### Tarefas
a: De acordo com o texto sobre Albertus Gandinus, por quantos anos ele atuou como juiz?
b: No texto sobre Albertus Gandinus, por que ele se empenha em tornar o juiz o motor central do processo? Responda em uma a três frases.

### Texto de apoio

1. Introdução
Albertus Gandinus (1245-1310) é um caso emblemático. Juiz profissional, com prática de mais de vinte anos de judicatura nas Curie podestarili comunale na Itália do baixo medievo, destacou-se não somente pelo seu consistente saber jurídico, mas, particularmente, por elevar a discussão das questões práticas ao nível das questões doutrinárias referentes ao que ele tinha pleno conhecimento, o processo penal.[1]
O debate acadêmico de Gandinus foi com os textos de juristas contemporâneos, demonstrando especial preferência pelos grandes doutores da escola culta, de Accursio a Odofredo, de Azzo a Dino del Mugello, de seu professor Guido da Suzzara a Jacopo D´Arena, e finalmente chegando ao Spectrum iudiciale do francês Guilelmus Durantis. Mas o que faz de Gandinus uma figura tão especial é que, ao que se sabe, foi ele o primeiro juiz-jurista a inserir, com estabilidade, o procedimento inquisitório em um tratado sobre o processo penal, o Tractatus de maleficiis.[2]
O Tractatus maleficiis, em grande parte uma obra de montagem, composta e redigida nos anos finais do século XIII e em parte no século XIV[3], traz à tona uma verdadeira gnosiologia do juízo embasada sobre o poder e o dever do juiz de decidir como e quando deve-se punir uma pessoa, entendendo a punição como uma solução natural da descoberta da culpa. E aqui entra um fator importante que influenciou - e dele se utilizou – Gandinus: o direito canônico. Gandinus vai usar as decretais como instrumento técnico com uma finalidade bastante específica, a de desconstruir o ordo acusatório então vigente para reconstruir uma nova práxis inquisitória, a qual consinta não somente em indagar o que uma pessoa fez, mas, mais profundamente, o que a pessoa é.[4]
Gandinus, magistrado de ofício, tem a firme convicção de que as ações dos homens não expressam somente acidentes externos, mas, ao contrário, refletem uma essência interior, recôndita, que deve ser investigada e posta para fora, a julgamento, pois é essa essência que determina a ação criminosa do imputado. É por esse motivo que Gandinus empenha-se, com tenência, para tornar o juiz o motor central do processo, colando na já conhecida máxima ne maleficia remannat impunita[5] outra fórmula, a que consagra uma comunhão, a das intenções do Estado com as do Juiz, que devem passar a ser uma só.[6]
Somente séculos após a morte de Albertus Gandinus é que vem a se descolarem os atores do processo penal, mais precisamente o que acusa do que julga, tornando-se independentes um do outro. Mas a pergunta que fica é: será que Gandinus morreu mesmo, ou não está ele bem vivo, recôndito em nossa alma jurídica?

### Bloco de dados
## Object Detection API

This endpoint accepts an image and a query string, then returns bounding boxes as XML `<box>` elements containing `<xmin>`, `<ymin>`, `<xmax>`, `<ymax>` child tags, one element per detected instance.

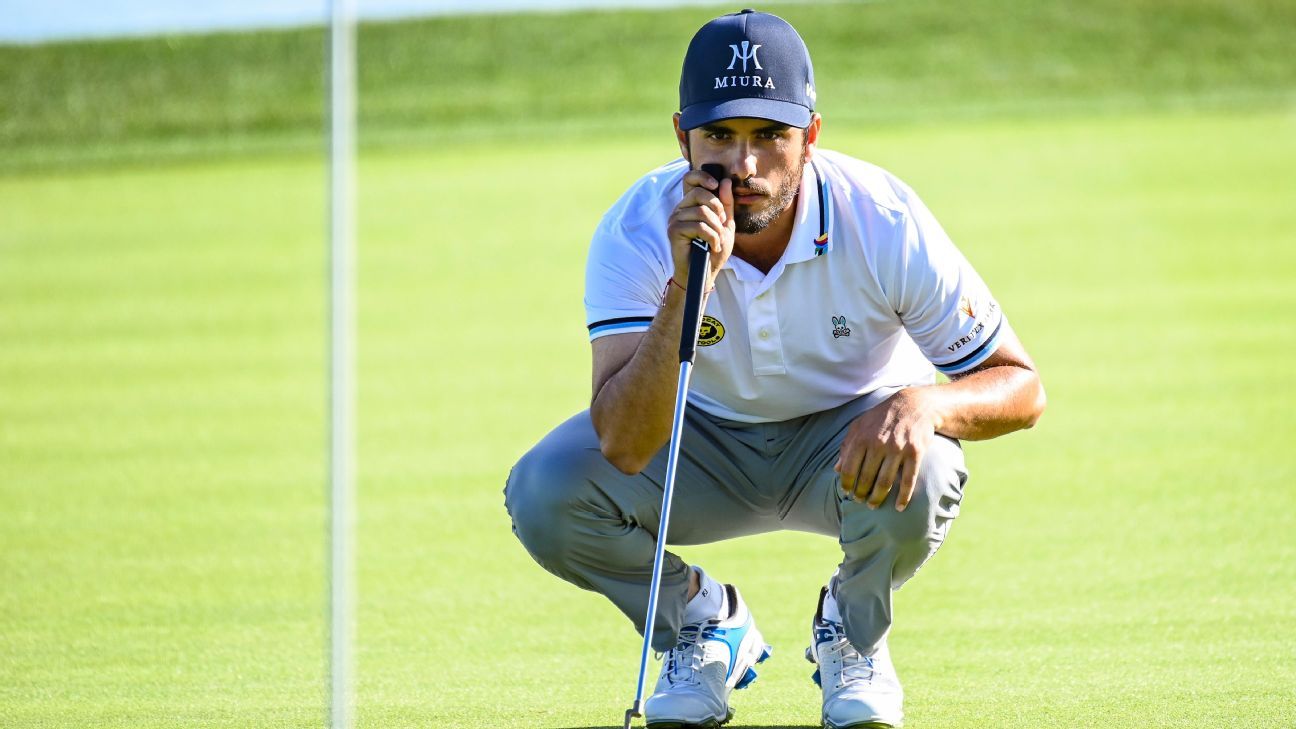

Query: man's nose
<box><xmin>728</xmin><ymin>143</ymin><xmax>757</xmax><ymax>180</ymax></box>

### Respostas
a: Por mais de vinte anos.

b: Gandinus está convencido de que as ações humanas não expressam só acidentes externos. Para ele, essas ações refletem uma essência interior e escondida, que precisa ser investigada e levada a julgamento, porque é ela que determina a ação criminosa do imputado.